Available records:

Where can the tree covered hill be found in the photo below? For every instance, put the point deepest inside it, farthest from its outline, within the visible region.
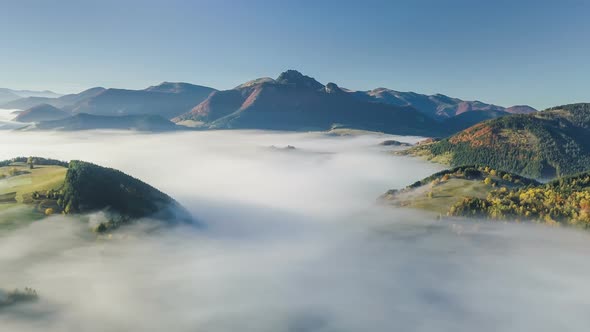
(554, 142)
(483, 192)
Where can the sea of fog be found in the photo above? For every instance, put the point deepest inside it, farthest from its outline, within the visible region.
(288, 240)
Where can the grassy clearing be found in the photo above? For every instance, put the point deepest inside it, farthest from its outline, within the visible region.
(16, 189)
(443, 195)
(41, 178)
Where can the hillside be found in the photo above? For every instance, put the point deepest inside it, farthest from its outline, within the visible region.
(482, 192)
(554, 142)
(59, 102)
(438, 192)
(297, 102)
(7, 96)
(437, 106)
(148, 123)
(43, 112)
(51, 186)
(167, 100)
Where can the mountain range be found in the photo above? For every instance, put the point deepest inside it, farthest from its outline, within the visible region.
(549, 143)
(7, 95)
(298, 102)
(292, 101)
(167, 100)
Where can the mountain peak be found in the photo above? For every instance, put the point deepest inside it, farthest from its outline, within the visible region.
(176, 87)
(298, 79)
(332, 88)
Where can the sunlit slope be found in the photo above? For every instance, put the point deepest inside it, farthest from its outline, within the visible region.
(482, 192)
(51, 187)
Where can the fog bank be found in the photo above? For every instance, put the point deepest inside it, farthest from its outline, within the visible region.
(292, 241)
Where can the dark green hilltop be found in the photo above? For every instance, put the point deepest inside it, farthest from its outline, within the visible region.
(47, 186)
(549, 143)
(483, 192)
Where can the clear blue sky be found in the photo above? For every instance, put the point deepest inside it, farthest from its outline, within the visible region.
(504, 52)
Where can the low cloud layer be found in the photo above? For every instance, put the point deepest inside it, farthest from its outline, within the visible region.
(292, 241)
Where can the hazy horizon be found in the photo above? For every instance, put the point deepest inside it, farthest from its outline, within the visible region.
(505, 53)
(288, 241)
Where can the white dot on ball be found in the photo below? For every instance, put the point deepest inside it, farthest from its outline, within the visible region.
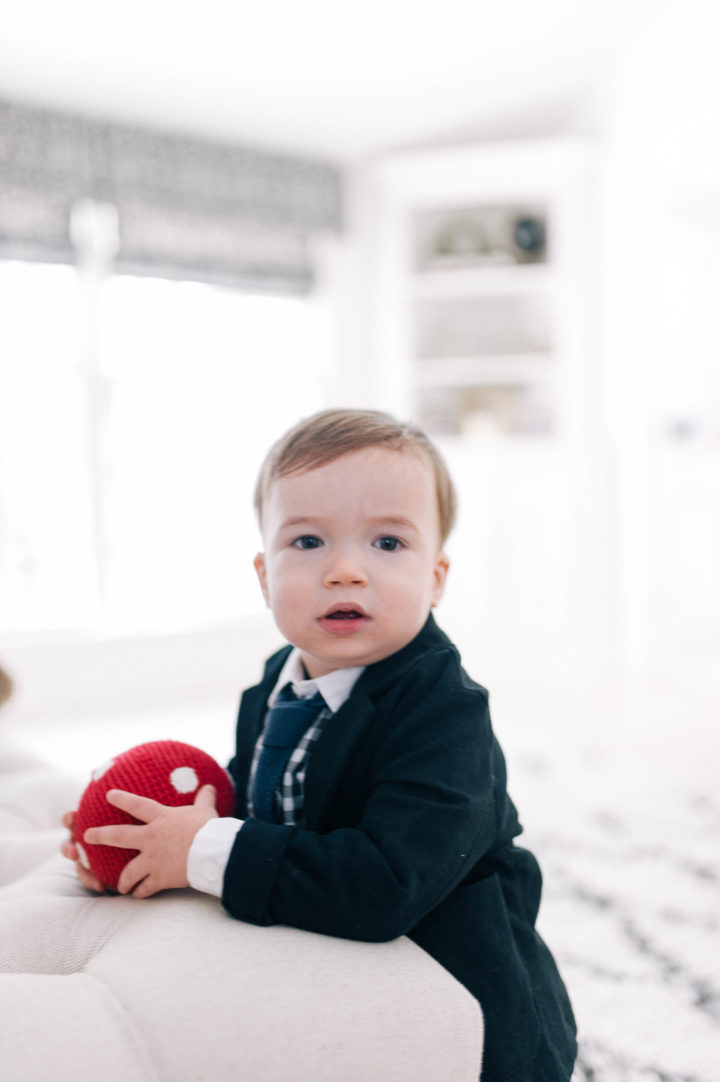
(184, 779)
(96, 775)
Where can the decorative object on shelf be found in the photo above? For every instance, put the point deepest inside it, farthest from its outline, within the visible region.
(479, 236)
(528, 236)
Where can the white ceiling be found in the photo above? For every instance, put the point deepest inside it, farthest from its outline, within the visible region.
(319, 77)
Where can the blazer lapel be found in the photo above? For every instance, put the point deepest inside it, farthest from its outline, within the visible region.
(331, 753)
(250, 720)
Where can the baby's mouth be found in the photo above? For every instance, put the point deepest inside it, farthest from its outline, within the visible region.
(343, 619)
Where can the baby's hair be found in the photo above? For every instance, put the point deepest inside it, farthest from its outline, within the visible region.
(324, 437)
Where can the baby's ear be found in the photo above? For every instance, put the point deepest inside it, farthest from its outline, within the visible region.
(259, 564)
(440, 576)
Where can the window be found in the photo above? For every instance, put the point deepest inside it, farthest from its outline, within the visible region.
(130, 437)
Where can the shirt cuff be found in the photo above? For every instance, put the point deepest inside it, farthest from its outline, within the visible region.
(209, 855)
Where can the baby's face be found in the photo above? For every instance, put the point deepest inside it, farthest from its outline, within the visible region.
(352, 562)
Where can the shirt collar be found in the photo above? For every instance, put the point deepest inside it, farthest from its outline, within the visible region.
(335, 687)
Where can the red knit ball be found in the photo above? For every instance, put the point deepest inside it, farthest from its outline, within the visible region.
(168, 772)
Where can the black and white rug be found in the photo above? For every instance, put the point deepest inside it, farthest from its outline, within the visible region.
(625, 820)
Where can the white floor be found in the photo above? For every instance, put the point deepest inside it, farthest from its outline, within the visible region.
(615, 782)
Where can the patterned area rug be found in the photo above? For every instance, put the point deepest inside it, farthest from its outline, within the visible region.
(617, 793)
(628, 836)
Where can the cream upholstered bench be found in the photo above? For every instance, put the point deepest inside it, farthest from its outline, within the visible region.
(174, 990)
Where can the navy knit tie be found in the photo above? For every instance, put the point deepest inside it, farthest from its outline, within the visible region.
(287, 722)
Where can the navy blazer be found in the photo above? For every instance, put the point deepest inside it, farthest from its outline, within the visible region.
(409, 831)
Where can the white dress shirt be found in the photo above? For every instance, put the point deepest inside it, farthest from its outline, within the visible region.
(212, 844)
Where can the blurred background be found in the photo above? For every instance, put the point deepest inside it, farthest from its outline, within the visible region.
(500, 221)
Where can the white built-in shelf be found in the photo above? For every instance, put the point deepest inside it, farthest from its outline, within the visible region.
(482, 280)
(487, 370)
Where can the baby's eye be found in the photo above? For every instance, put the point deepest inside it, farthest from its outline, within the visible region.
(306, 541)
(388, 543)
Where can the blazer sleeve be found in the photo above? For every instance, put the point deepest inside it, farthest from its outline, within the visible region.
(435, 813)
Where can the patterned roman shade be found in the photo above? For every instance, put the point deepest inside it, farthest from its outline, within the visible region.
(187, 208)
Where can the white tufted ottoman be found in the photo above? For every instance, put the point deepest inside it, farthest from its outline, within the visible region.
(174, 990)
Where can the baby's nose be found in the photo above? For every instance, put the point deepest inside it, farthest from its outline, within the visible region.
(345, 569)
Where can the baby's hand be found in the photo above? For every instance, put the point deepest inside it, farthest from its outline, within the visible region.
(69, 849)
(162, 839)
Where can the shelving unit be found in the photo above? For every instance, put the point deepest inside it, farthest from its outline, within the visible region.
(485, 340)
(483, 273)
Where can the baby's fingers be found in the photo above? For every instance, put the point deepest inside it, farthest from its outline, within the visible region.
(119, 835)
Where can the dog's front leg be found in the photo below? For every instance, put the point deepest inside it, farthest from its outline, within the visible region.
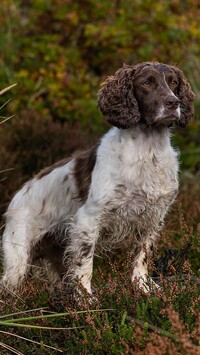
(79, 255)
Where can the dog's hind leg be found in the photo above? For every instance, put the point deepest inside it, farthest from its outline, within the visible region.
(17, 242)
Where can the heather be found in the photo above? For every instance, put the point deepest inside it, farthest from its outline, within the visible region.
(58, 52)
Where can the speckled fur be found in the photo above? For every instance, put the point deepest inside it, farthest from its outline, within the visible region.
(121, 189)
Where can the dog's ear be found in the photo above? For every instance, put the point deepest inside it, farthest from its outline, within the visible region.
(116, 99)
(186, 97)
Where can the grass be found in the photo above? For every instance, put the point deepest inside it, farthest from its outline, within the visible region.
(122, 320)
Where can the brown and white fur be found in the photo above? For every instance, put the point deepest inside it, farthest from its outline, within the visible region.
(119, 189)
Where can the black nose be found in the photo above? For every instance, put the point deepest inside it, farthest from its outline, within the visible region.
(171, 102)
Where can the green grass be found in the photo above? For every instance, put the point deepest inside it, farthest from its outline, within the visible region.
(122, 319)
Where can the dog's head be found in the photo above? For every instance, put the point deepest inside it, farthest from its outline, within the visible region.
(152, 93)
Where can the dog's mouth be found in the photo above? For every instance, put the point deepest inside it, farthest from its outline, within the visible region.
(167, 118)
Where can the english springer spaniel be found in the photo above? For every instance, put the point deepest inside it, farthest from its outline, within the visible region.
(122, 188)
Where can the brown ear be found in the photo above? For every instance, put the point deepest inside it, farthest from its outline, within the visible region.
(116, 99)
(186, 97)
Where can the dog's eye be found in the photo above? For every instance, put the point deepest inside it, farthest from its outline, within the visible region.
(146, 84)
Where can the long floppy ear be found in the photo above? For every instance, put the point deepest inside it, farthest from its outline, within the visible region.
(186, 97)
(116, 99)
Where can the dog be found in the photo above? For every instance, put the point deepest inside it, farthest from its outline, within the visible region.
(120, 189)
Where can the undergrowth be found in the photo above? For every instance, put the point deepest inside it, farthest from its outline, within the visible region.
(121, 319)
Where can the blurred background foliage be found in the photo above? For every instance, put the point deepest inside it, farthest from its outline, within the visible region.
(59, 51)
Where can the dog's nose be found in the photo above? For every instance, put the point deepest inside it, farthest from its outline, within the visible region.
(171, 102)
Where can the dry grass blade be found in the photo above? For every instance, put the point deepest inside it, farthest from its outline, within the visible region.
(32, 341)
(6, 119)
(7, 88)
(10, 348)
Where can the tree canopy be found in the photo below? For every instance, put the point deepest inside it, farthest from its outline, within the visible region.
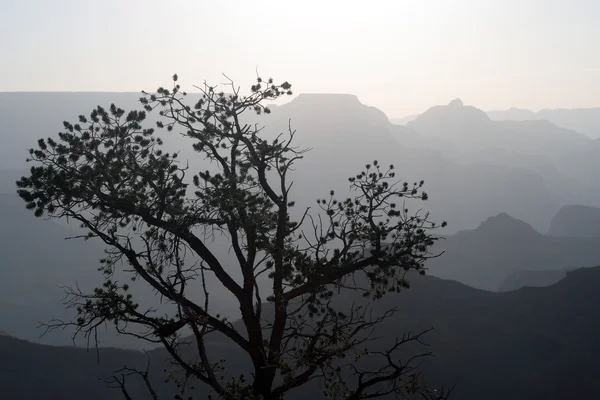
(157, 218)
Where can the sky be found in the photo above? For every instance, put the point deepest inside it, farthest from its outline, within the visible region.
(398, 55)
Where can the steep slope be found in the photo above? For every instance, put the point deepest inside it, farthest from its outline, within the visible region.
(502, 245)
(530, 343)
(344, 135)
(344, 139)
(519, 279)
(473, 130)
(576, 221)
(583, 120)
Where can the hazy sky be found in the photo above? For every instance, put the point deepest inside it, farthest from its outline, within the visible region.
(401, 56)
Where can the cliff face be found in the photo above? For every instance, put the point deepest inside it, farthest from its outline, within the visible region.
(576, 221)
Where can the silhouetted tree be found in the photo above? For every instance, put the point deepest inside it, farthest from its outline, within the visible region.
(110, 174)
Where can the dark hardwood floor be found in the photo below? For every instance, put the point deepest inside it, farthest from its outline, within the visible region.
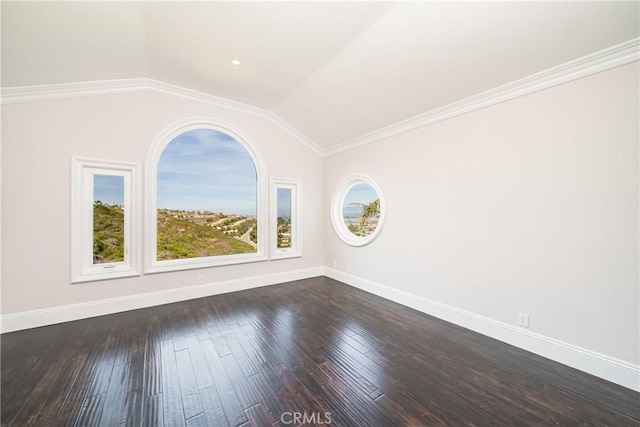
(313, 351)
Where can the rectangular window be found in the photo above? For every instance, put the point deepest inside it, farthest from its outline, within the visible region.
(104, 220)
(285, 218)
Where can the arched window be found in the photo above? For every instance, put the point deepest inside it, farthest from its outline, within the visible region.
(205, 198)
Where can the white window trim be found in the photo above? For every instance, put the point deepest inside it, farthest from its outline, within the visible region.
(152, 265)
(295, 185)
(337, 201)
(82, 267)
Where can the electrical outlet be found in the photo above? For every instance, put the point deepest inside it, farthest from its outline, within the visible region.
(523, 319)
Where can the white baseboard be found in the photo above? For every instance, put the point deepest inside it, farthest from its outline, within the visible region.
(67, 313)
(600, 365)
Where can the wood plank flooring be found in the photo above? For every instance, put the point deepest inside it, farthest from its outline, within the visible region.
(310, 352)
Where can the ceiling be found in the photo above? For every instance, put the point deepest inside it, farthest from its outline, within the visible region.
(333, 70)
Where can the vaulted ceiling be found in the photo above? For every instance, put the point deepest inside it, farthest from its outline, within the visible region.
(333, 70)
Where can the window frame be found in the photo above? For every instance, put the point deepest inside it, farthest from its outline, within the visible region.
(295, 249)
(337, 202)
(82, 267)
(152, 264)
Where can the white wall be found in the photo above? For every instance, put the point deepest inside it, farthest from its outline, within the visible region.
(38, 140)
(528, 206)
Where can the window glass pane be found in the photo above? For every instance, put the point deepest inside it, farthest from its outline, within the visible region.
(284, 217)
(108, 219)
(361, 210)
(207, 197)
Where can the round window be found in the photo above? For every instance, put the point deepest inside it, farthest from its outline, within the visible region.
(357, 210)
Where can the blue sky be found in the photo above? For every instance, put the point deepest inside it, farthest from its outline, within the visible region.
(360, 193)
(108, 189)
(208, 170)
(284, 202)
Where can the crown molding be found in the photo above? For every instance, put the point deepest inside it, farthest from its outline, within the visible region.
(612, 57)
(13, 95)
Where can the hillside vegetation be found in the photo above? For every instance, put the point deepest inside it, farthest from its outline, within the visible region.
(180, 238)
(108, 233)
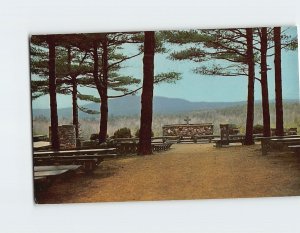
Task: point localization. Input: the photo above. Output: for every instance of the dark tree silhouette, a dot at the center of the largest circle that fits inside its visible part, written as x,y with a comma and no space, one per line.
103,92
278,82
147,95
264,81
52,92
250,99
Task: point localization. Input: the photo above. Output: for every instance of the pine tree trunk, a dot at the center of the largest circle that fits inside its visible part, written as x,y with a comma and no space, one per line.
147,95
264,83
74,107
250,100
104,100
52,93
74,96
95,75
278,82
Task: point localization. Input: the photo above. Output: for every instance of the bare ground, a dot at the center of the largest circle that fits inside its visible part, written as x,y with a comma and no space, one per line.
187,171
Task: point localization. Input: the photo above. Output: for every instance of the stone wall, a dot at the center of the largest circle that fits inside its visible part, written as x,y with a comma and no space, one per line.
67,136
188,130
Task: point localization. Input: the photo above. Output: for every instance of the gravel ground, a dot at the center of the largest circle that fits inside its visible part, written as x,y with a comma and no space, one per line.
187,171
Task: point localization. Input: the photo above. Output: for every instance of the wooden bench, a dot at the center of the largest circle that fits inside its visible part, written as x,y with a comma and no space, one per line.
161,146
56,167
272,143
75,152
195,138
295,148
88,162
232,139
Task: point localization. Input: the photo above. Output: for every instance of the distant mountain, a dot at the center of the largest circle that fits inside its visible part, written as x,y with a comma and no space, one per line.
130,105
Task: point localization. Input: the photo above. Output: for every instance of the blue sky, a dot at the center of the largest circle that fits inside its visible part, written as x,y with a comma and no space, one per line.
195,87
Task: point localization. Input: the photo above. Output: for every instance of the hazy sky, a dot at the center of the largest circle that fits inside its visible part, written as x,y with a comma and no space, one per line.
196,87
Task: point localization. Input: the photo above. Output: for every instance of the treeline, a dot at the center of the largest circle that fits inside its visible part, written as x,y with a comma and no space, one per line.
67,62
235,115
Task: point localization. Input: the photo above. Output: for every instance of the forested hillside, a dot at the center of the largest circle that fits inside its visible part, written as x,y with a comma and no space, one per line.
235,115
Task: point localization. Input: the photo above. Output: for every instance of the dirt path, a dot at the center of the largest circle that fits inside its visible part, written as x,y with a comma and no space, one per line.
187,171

Written request:
Transcribe only the trailing portion of the entries above: the line that contains "the treeline, a" and each line after it.

Answer to the problem:
Task: point localization. Input: the photo above. Output: for every instance of the treeline, a dot at the center of the largest circle that fits inside its visible part, written as x,y with a comma and no space, one per line.
67,62
235,115
Task: point localization. Input: the photo above. Output: for every instance of the forested hillside, a dot at the center of the largest circle that fits inside its visible part, written as x,y with a comma and no space, one per line.
235,115
Task: point localization. Input: the photo above. Output: for every instance of the dirt path, a dot at the center of the largest circle that fits inside its visible part, written as x,y with a comma and no space, one per line.
187,171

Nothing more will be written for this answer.